What to produce » Please pull out every line in the entries below that contains the word "white". Case counts, so match only lines with that exact capitalization.

Input records »
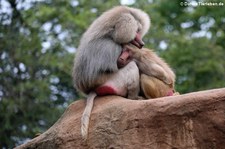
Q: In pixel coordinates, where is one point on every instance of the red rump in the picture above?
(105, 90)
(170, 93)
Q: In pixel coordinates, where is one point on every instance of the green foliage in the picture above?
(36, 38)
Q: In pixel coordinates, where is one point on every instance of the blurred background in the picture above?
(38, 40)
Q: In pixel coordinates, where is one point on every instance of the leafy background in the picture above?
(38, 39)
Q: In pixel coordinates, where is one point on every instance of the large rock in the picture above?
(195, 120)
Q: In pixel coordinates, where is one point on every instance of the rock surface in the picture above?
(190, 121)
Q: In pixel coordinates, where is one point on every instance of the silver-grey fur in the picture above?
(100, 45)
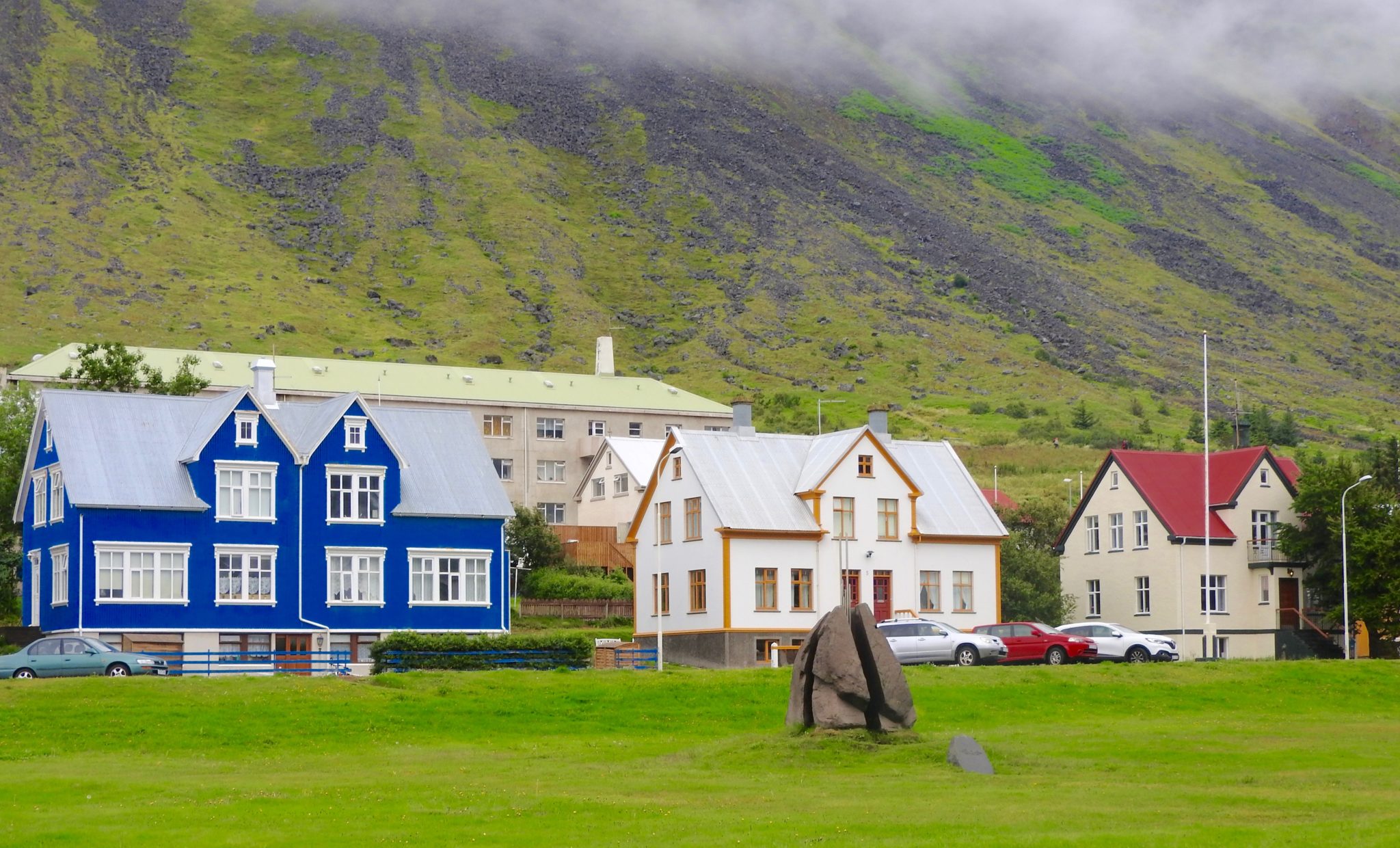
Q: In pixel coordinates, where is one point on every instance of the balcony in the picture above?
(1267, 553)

---

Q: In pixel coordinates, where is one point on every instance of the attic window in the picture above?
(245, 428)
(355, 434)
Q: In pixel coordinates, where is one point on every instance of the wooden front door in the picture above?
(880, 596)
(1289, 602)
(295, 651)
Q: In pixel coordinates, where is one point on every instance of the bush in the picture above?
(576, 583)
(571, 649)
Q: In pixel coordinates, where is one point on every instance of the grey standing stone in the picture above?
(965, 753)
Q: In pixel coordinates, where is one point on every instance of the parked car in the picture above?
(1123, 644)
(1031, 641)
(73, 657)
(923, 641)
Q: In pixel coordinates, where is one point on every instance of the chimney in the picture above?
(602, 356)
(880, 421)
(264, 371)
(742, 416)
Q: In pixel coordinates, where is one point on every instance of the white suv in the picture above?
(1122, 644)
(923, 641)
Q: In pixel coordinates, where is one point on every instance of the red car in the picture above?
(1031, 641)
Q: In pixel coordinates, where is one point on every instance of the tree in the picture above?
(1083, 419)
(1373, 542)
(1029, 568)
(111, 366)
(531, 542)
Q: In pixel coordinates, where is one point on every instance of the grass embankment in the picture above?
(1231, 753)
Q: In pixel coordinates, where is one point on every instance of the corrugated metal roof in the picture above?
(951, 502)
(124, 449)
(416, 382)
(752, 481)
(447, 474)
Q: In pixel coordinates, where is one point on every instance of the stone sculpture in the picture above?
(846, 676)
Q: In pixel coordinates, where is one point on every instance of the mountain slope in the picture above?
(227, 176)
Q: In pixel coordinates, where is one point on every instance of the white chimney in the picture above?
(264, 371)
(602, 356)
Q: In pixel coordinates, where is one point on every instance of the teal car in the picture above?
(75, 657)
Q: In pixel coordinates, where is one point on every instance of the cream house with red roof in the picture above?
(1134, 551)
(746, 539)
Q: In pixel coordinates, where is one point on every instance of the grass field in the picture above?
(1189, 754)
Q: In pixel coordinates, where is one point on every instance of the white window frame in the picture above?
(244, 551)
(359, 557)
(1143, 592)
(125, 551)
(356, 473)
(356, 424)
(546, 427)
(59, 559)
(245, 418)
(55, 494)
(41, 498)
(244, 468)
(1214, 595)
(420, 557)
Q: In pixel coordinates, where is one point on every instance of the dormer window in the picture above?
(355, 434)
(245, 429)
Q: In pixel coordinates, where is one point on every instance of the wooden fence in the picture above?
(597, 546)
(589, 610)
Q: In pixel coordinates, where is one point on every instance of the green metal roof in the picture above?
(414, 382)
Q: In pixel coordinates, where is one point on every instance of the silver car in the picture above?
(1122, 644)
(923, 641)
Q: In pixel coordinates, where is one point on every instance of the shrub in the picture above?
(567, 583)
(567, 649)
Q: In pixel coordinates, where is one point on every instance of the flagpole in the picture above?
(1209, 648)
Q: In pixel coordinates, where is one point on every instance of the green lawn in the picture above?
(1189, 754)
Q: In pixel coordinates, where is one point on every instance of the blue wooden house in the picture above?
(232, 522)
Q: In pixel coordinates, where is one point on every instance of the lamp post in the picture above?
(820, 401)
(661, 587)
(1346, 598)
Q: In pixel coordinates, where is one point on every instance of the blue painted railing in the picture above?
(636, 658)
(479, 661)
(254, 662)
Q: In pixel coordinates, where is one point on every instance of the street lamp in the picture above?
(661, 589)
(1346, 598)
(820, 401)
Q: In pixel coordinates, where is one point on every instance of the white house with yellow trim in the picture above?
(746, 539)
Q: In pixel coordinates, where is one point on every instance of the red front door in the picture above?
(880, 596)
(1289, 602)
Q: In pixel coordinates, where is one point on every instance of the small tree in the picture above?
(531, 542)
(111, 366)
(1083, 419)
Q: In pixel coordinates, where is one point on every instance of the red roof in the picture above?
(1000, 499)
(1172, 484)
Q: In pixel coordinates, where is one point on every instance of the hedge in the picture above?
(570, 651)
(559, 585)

---

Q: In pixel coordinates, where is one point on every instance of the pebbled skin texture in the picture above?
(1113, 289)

Correct result »
Q: In pixel coordinates, where is one point on every instance of the white suv in the picture above?
Q: In pixel coordinates, where is one point on every instance of the white chimney in the picture above?
Q: In pixel coordinates, where is one point on every instance of the white window frame in the picture above?
Q: In pixel coordinates, where is one point on every instance of the white house with yellow trim in the picture above?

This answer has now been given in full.